**JOB**
Count the lines in the records below that contain the string "street", and reply with only that number.

Dataset items:

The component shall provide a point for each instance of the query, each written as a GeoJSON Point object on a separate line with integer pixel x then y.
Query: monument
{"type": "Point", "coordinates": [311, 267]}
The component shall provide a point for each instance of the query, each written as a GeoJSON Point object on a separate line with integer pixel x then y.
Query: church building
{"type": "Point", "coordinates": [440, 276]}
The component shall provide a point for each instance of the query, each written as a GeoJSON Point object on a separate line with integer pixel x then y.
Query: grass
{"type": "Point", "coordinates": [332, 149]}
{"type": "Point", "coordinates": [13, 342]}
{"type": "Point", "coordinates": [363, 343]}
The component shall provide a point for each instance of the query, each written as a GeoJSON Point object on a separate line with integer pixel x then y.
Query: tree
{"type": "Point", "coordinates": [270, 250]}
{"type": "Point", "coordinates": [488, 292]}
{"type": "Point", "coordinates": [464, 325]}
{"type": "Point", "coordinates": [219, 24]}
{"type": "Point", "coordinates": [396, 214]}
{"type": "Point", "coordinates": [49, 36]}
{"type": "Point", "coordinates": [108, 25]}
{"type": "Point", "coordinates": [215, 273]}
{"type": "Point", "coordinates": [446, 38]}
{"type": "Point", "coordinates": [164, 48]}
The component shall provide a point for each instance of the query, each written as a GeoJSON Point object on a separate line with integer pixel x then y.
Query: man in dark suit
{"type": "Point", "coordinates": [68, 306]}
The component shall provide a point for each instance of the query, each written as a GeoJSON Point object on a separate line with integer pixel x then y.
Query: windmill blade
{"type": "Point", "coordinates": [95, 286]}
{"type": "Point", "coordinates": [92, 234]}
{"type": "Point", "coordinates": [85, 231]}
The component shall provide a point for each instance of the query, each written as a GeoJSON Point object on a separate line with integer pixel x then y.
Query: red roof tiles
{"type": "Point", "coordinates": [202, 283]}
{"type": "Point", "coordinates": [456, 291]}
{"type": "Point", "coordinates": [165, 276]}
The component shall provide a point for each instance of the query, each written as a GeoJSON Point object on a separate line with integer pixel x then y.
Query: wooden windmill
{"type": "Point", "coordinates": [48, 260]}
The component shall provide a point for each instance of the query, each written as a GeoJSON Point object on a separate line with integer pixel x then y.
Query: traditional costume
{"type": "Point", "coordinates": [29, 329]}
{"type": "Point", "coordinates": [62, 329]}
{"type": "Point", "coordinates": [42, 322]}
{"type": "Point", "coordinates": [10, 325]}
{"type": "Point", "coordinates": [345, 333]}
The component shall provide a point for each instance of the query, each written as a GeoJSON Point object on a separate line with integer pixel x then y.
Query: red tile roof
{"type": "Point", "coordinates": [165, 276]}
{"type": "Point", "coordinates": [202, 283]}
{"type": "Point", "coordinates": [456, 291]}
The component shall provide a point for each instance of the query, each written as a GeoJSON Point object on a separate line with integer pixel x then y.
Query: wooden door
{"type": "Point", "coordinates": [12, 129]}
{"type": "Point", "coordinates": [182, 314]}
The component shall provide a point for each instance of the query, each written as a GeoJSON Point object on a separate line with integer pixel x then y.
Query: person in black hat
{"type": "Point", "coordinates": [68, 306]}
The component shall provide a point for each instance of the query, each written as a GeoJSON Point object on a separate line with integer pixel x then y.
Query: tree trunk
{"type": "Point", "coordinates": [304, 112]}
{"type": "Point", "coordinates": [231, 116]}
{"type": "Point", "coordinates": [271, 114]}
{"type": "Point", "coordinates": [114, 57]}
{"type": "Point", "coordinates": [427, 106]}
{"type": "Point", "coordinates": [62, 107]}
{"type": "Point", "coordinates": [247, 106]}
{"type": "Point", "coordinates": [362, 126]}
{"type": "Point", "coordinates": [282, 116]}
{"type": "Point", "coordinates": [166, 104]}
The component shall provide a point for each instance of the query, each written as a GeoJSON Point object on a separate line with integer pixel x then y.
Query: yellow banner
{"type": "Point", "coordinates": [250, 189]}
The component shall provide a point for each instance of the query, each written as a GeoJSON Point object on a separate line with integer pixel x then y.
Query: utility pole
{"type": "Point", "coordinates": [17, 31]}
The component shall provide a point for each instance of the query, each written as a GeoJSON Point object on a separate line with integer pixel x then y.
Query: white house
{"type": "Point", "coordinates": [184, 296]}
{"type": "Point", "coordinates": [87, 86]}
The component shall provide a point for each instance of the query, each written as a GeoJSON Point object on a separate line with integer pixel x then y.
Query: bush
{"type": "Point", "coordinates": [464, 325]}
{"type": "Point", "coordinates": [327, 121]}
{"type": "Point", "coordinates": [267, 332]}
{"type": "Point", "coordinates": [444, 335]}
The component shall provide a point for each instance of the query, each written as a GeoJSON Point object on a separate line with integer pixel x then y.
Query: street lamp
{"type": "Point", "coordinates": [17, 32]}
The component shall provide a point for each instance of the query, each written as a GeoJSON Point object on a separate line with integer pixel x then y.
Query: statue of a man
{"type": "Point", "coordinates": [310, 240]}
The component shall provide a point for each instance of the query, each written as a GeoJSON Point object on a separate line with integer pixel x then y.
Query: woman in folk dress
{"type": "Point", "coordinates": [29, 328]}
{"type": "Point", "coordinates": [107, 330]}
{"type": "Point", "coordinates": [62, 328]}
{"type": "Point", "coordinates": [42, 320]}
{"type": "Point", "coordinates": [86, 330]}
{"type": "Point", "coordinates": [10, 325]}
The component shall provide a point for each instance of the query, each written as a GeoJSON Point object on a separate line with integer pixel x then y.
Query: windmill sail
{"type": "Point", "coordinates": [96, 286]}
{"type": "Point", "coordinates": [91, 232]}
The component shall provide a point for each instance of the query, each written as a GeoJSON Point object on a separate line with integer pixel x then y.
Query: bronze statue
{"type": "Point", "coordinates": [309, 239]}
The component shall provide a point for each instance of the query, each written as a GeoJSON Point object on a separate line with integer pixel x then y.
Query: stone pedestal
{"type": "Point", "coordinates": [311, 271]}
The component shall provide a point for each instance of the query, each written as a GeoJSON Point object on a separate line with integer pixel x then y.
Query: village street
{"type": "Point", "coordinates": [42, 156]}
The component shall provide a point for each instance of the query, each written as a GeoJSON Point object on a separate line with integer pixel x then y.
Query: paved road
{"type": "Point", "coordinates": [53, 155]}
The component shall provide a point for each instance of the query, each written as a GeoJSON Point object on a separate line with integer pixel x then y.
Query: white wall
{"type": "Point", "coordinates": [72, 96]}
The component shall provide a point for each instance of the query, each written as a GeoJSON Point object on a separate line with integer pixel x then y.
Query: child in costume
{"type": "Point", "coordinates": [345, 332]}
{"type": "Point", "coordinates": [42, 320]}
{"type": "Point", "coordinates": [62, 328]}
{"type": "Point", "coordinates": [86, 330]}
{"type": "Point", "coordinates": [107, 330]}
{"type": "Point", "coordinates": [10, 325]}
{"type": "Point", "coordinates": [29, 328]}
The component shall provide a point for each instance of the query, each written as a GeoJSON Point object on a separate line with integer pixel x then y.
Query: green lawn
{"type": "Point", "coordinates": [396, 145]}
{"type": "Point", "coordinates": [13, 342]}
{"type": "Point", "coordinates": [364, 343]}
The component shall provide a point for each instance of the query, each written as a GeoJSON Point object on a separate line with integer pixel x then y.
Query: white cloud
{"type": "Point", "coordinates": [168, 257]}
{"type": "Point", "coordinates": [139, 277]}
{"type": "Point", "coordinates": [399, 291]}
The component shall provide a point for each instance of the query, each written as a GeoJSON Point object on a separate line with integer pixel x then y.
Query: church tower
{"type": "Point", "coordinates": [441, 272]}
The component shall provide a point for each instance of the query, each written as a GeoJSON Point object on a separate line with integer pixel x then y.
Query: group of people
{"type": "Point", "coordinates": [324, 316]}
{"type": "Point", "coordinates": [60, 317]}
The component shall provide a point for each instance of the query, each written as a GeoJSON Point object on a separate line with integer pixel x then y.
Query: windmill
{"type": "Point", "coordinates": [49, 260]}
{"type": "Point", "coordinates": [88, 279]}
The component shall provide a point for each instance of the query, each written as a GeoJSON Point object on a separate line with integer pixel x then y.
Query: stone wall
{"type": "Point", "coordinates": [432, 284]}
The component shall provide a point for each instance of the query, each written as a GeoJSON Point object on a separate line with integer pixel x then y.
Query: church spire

**RESULT**
2